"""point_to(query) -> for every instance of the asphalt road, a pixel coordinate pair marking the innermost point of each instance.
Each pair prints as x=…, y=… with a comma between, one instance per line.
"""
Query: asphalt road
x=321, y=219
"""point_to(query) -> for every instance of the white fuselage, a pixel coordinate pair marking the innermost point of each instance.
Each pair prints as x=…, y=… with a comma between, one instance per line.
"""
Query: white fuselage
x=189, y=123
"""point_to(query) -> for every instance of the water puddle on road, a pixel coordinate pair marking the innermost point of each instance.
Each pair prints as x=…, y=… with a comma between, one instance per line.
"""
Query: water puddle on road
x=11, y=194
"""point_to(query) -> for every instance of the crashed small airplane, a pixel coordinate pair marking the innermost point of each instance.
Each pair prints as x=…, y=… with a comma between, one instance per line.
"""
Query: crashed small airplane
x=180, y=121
-------
> **PROBLEM DESCRIPTION**:
Rewrite the part of the records that opens with the line containing "of the crashed" and runs through the end of the records, changing "small airplane" to "light aircraft" everywhere it occurs and leaving everything else the same. Return only that part.

> **THE SOLUTION**:
"""point_to(query) -> for every instance of the crashed light aircraft, a pixel coordinate pair marking the innermost point of each instance.
Each pair prints as x=…, y=… with a comma between, one instance per line.
"""
Query: crashed light aircraft
x=180, y=121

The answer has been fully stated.